» **Required action**: Transcribe only the lines in the data below falling between the line with "An image has been provided for analysis." and the line with "search for large", including those two lines, and leave out any picture.

» **Records excerpted from a collection**:
========================================================================
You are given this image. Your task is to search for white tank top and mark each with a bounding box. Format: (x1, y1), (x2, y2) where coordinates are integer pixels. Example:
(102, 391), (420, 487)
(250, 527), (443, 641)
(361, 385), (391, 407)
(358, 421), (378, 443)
========================================================================
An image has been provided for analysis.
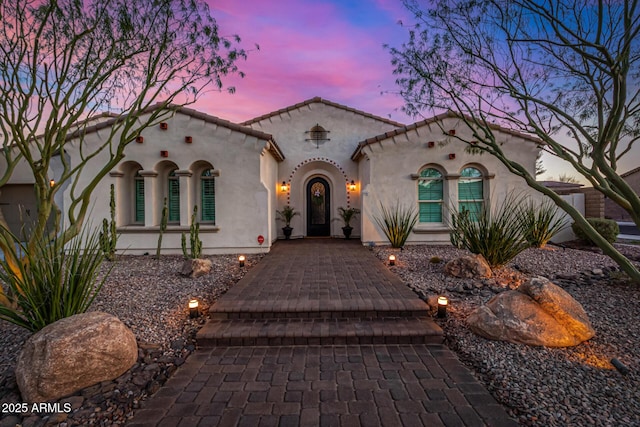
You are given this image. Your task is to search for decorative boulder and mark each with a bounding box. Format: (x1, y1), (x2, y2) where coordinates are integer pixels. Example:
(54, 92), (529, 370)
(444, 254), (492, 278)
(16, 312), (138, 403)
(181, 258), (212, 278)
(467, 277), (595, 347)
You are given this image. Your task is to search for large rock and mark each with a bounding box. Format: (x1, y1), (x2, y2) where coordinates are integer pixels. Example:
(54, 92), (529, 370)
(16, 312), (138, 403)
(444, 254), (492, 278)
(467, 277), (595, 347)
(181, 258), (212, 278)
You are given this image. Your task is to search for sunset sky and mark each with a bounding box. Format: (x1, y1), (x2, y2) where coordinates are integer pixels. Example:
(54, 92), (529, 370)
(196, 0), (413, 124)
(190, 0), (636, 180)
========================================================================
» **Output for this task**:
An image has been provided for analysis.
You are given this image. Your task is to search for decorative boulder and mark each with a bounding box. Format: (x1, y1), (x2, y2) where coordinates are integer pixels. Example:
(54, 92), (529, 370)
(444, 254), (492, 278)
(16, 312), (138, 403)
(181, 258), (212, 278)
(467, 277), (595, 347)
You are given this image. Your task is to search for large rock and mark each with a bounding box. Format: (x1, y1), (x2, y2) where coordinates are integer pixels. Example:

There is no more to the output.